DATASET.
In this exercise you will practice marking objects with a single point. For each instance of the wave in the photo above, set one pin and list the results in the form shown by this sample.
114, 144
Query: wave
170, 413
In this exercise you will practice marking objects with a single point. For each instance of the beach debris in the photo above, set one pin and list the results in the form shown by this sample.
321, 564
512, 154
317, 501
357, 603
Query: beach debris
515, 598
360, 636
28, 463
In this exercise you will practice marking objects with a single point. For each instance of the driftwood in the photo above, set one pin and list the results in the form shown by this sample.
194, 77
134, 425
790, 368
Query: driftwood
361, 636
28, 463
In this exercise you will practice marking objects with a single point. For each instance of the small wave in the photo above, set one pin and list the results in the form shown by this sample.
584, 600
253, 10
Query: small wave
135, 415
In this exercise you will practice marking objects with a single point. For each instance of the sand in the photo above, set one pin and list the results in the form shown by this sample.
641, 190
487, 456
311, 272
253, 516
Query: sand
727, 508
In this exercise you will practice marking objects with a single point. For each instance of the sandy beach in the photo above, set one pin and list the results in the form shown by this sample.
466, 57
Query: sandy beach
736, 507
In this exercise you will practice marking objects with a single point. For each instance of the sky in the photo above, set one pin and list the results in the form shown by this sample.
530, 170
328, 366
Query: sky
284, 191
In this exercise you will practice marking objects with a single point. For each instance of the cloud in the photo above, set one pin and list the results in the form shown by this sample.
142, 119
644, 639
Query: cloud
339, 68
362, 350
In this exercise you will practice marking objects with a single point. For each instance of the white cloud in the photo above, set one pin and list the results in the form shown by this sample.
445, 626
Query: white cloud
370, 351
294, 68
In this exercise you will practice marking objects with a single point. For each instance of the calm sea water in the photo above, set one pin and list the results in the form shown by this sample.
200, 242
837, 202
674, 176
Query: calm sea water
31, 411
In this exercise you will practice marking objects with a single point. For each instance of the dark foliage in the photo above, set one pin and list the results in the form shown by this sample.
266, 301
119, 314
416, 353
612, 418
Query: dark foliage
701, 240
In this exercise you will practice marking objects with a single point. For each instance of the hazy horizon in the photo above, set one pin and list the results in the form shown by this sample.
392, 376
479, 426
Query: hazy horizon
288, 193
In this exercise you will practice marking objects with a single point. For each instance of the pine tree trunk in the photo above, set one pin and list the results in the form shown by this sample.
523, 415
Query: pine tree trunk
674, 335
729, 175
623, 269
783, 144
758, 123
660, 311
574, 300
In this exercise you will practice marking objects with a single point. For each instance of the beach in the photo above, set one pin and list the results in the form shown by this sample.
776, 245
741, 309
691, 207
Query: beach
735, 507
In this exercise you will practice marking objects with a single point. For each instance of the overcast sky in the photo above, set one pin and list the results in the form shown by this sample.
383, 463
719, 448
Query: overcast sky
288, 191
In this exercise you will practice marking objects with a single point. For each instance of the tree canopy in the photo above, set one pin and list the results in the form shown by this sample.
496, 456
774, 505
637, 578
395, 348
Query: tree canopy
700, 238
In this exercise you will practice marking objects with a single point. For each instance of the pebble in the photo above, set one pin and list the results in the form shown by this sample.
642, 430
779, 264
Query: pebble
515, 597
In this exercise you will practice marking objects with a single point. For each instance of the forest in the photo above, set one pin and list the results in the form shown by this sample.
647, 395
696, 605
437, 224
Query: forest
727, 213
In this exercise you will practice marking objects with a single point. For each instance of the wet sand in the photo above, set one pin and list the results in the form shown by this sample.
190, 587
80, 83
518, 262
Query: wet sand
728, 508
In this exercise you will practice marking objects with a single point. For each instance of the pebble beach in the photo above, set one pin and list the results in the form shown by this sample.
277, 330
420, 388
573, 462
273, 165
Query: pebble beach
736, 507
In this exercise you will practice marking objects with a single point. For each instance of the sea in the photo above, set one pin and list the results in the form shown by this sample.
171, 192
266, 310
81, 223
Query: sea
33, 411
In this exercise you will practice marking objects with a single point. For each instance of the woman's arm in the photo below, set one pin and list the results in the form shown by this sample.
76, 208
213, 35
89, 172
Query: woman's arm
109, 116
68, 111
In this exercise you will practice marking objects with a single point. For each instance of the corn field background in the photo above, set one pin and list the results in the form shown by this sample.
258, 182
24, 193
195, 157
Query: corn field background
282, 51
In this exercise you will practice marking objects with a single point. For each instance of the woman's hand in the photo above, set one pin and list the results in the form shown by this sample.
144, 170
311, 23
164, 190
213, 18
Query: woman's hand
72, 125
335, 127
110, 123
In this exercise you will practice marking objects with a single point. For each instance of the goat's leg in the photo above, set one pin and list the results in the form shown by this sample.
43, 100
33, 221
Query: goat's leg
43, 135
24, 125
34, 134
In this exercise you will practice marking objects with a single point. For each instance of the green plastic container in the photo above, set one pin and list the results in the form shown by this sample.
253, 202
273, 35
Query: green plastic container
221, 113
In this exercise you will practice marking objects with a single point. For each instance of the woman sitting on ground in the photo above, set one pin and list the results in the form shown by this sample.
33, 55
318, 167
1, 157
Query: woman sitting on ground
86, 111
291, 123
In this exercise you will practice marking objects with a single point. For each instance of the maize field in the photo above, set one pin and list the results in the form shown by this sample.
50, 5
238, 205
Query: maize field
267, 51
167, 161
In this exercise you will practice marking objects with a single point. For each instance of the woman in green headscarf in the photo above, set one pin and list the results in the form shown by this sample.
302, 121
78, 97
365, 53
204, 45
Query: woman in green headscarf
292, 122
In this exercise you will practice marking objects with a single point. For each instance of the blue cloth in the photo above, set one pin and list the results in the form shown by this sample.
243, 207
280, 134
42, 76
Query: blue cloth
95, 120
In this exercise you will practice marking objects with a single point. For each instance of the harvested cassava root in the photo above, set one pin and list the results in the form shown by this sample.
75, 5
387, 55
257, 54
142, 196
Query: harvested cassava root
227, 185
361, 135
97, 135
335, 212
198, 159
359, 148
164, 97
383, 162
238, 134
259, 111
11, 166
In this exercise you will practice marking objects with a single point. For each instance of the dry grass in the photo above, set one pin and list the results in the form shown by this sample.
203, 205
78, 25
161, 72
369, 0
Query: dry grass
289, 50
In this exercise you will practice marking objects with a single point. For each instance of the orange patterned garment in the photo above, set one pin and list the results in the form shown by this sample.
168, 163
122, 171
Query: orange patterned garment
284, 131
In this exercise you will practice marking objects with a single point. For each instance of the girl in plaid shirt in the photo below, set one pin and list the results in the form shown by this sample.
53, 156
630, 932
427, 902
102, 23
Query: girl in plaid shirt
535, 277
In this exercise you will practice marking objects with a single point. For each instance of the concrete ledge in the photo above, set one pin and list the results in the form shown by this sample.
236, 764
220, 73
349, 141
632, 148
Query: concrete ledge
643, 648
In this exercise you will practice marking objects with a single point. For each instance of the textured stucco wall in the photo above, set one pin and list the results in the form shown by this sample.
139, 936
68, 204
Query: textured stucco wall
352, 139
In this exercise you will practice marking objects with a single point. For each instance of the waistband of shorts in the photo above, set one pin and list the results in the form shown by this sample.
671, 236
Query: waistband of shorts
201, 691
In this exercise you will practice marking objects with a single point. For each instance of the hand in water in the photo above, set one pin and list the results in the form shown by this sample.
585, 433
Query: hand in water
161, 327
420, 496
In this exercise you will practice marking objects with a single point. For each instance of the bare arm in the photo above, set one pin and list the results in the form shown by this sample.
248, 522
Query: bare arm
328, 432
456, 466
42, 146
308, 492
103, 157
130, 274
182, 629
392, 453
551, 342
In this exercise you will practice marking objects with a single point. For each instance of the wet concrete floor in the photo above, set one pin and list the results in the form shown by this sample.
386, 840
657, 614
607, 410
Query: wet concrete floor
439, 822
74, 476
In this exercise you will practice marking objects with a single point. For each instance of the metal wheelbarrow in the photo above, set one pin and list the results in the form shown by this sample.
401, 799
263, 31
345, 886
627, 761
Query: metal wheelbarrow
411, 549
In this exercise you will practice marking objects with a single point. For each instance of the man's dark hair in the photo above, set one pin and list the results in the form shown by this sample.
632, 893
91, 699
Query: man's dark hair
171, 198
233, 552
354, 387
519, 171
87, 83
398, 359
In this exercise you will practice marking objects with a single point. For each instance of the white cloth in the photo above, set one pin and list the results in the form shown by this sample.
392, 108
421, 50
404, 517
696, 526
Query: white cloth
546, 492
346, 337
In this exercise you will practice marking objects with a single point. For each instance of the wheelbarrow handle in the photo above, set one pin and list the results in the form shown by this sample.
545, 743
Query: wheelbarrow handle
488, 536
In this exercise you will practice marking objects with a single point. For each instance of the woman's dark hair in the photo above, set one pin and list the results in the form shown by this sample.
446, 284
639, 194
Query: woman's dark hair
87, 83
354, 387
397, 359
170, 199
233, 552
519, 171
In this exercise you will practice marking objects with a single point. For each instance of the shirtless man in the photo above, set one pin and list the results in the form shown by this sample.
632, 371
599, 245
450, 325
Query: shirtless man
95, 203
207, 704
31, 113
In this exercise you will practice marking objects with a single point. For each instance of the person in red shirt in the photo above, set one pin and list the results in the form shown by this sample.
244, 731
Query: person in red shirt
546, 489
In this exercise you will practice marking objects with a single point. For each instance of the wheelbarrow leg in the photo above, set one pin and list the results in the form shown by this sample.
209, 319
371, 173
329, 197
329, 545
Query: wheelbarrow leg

GIVEN REQUEST.
All lines from the one with "of the shirtless" through the final line above are to be quoted exactly; quote no other line.

ANSWER FOR THIS EXERCISE.
In this exercise you will practice marking objects with a single point. For each instance of the shirtless man in the photo above, set one pin and list the results in the form shown by this sample.
632, 371
599, 245
450, 325
Query: shirtless man
95, 203
207, 704
31, 113
In this exercise you will practice marking objects with a single point. For each instance of the person in red shirt in the photo above, set one pin and list the results in the form shown by this sample.
244, 731
Query: person in red shirt
546, 489
In this exercise you will practice marking objects with a single point. For each instance of the wheelbarrow leg in the photo above, set one pin and list the results in the form shown by this sample.
209, 319
371, 173
329, 197
329, 545
Query: wheelbarrow leg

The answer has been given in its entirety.